Extract all of the entries and set them down verbatim.

(Part of a data file)
####################

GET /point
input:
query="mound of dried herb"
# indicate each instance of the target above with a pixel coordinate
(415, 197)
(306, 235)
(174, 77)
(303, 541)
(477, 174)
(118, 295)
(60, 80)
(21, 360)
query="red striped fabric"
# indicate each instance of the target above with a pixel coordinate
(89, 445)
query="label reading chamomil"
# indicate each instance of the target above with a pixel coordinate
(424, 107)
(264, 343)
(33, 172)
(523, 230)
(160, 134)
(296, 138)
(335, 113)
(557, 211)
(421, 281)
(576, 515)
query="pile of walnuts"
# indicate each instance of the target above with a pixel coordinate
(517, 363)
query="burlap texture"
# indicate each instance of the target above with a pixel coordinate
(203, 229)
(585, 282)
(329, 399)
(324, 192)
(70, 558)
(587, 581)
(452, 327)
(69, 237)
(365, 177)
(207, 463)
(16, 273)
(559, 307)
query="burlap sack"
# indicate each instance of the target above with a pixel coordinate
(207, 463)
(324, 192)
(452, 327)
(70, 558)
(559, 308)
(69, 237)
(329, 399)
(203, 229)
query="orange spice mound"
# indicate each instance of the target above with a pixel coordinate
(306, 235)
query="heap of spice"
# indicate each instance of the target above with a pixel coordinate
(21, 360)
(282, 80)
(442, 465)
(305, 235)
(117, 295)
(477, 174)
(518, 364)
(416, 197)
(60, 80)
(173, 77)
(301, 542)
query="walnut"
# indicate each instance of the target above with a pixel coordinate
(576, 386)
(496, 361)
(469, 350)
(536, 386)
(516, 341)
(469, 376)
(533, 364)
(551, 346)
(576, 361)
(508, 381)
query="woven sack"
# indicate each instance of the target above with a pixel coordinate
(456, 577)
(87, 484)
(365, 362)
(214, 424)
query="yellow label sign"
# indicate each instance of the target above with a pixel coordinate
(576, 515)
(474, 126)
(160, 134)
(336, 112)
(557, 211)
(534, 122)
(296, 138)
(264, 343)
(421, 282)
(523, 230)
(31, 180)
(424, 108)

####################

Expected answer:
GET /point
input:
query="mound of dried herb"
# indicate each instance of the target above with a pixel coordinate
(415, 197)
(306, 235)
(174, 77)
(303, 541)
(477, 174)
(118, 295)
(60, 80)
(21, 360)
query="red striped fabric"
# indicate each instance of the target above with a pixel coordinate
(89, 445)
query="label reading chamomil"
# indicate each instance of the target above with a pixel coordinate
(424, 107)
(264, 343)
(33, 172)
(523, 230)
(160, 134)
(296, 138)
(335, 113)
(557, 211)
(421, 281)
(576, 515)
query="pile of walnuts"
# indicate each instance of the target above with a pixel coordinate
(517, 363)
query="burlap texture"
# indicate each instance of the target above with a pixel coordinate
(203, 229)
(585, 282)
(329, 399)
(324, 192)
(70, 558)
(587, 581)
(452, 327)
(69, 237)
(365, 177)
(207, 463)
(16, 273)
(559, 307)
query="burlap sack"
# indicate each instance of the target above with a pixel coordinate
(207, 463)
(324, 192)
(452, 327)
(70, 558)
(559, 308)
(69, 237)
(329, 399)
(203, 229)
query="orange spice mound"
# indicate each instance of the target above with a pixel coordinate
(306, 235)
query="heap of spice"
# indicate each instance of the target above with a pixel coordinate
(21, 360)
(282, 80)
(442, 465)
(305, 235)
(117, 295)
(477, 174)
(518, 364)
(416, 197)
(60, 80)
(173, 77)
(301, 542)
query="walnut"
# indicate each instance of the target above with a pixel coordinate
(576, 386)
(496, 361)
(469, 350)
(536, 386)
(516, 341)
(469, 376)
(533, 364)
(551, 346)
(576, 361)
(508, 381)
query="woven sack"
# indicate each instance of the target above with a pixel coordinate
(456, 577)
(87, 484)
(365, 362)
(214, 424)
query="yellow label sign"
# indicate each instance of the target above with a pixel coordinate
(576, 515)
(474, 126)
(160, 134)
(336, 112)
(557, 211)
(534, 122)
(296, 138)
(264, 343)
(421, 282)
(523, 230)
(31, 180)
(424, 108)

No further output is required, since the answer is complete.